▶ **How to complete this task**
Only certain lines below are wanted: those starting at the line containing "355L2031 334L2003 324L1968" and ending at the line containing "positive clicks: (2140, 1510) (2158, 1339)", both included, each retyped exactly.

Collected data
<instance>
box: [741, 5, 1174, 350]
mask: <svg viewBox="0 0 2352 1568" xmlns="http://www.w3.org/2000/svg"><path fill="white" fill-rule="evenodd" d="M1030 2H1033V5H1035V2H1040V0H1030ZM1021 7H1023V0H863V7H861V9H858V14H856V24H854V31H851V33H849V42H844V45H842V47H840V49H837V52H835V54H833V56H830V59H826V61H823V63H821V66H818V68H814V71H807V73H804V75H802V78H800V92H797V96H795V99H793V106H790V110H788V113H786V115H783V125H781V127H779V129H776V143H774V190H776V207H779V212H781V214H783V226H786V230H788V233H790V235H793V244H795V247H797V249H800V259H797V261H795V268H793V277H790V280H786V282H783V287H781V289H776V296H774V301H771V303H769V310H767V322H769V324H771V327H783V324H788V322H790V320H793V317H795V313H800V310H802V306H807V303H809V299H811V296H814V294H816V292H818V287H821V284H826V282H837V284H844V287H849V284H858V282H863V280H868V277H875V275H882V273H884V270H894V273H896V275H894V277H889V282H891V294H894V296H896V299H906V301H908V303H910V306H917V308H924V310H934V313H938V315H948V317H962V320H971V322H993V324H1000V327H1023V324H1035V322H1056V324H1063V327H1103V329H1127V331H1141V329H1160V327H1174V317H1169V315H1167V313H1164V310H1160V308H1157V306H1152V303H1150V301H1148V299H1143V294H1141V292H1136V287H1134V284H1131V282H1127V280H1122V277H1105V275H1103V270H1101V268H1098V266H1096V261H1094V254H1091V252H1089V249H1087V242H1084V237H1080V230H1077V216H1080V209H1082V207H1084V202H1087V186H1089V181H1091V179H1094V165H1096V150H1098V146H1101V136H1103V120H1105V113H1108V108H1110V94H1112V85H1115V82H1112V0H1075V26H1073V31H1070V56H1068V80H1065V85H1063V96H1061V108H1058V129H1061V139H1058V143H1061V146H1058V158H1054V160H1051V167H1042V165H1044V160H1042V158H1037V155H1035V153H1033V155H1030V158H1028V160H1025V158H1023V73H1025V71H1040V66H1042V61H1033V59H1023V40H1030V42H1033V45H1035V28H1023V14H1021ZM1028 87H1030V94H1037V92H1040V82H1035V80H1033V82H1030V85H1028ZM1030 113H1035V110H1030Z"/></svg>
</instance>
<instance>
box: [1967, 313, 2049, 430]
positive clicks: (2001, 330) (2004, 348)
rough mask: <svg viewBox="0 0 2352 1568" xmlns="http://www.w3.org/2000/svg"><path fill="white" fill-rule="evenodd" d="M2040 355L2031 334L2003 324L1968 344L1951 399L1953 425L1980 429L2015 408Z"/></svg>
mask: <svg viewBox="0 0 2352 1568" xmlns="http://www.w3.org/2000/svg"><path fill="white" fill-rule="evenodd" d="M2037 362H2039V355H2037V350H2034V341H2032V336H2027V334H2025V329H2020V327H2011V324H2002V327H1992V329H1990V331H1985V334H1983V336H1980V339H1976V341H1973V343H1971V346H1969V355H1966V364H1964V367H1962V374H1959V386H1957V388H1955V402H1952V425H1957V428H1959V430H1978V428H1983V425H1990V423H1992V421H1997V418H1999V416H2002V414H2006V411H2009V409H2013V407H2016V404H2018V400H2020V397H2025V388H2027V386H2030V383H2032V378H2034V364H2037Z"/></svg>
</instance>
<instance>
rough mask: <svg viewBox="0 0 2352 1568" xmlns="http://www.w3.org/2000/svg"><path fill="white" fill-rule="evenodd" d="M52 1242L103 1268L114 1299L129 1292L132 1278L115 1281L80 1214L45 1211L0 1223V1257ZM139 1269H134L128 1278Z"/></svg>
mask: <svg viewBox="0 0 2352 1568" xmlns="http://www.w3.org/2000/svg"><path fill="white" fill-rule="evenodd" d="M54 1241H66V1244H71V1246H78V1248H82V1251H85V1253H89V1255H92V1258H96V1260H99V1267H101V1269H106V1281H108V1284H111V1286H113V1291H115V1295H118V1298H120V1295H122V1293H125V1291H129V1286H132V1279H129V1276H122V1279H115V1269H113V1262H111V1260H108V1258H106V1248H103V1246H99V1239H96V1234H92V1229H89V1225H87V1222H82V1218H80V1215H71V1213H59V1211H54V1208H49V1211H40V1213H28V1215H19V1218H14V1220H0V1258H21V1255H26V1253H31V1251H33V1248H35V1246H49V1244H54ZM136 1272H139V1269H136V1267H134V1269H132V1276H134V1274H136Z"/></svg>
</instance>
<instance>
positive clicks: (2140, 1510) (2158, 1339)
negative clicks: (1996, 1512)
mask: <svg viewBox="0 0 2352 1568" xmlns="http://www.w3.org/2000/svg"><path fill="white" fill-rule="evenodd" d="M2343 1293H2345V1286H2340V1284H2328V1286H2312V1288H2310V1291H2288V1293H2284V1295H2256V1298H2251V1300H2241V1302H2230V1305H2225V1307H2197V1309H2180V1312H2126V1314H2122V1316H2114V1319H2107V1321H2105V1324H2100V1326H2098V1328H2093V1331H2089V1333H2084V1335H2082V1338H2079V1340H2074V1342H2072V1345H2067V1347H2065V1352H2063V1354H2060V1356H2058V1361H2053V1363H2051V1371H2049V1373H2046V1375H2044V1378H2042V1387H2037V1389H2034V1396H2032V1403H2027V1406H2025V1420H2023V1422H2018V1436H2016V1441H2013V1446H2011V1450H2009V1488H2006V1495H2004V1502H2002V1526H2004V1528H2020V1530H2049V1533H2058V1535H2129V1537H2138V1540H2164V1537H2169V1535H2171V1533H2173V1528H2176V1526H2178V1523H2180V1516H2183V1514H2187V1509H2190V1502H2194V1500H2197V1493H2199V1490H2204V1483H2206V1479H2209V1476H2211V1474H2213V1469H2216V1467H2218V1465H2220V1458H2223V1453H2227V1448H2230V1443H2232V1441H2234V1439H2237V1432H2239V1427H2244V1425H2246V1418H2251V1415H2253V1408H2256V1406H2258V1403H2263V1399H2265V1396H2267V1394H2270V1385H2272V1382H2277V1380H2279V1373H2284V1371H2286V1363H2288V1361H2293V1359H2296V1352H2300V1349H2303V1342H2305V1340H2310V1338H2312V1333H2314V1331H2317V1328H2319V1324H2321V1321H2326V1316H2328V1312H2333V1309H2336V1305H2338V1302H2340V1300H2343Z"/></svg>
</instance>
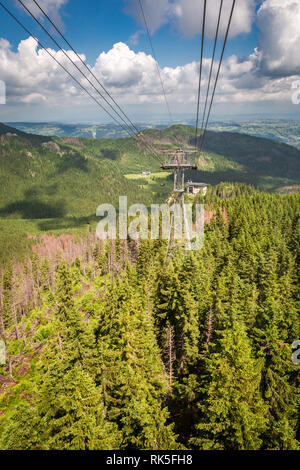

▶ **Problem solution**
rough mask: <svg viewBox="0 0 2352 1568" xmlns="http://www.w3.org/2000/svg"><path fill="white" fill-rule="evenodd" d="M2040 355L2031 334L2003 324L1968 344L1951 399L1953 425L1980 429L2015 408Z"/></svg>
mask: <svg viewBox="0 0 2352 1568" xmlns="http://www.w3.org/2000/svg"><path fill="white" fill-rule="evenodd" d="M2037 362H2039V355H2037V350H2034V341H2032V336H2027V334H2025V329H2020V327H2011V324H2002V327H1992V329H1990V331H1985V334H1983V336H1980V339H1976V341H1973V343H1971V346H1969V355H1966V364H1964V367H1962V374H1959V386H1957V388H1955V402H1952V425H1957V428H1959V430H1978V428H1983V425H1990V423H1992V421H1997V418H1999V416H2002V414H2006V411H2009V409H2013V407H2016V404H2018V400H2020V397H2025V388H2027V386H2030V383H2032V378H2034V364H2037Z"/></svg>
</instance>
<instance>
rough mask: <svg viewBox="0 0 2352 1568" xmlns="http://www.w3.org/2000/svg"><path fill="white" fill-rule="evenodd" d="M52 1242L103 1268L114 1299L129 1292L132 1278L115 1281L80 1214L45 1211L0 1223V1257ZM139 1269H134L128 1278Z"/></svg>
mask: <svg viewBox="0 0 2352 1568" xmlns="http://www.w3.org/2000/svg"><path fill="white" fill-rule="evenodd" d="M54 1241H66V1244H71V1246H78V1248H82V1251H85V1253H89V1255H92V1258H96V1260H99V1267H101V1269H106V1281H108V1284H111V1286H113V1291H115V1295H118V1298H120V1295H122V1293H125V1291H129V1286H132V1279H129V1276H122V1279H115V1269H113V1262H111V1260H108V1258H106V1248H103V1246H99V1239H96V1234H92V1229H89V1225H87V1222H82V1218H80V1215H71V1213H59V1211H54V1208H49V1211H40V1213H28V1215H19V1218H14V1220H0V1258H21V1255H26V1253H31V1251H33V1248H35V1246H49V1244H54ZM136 1272H139V1269H136V1267H134V1269H132V1276H134V1274H136Z"/></svg>
</instance>
<instance>
positive clicks: (2140, 1510) (2158, 1339)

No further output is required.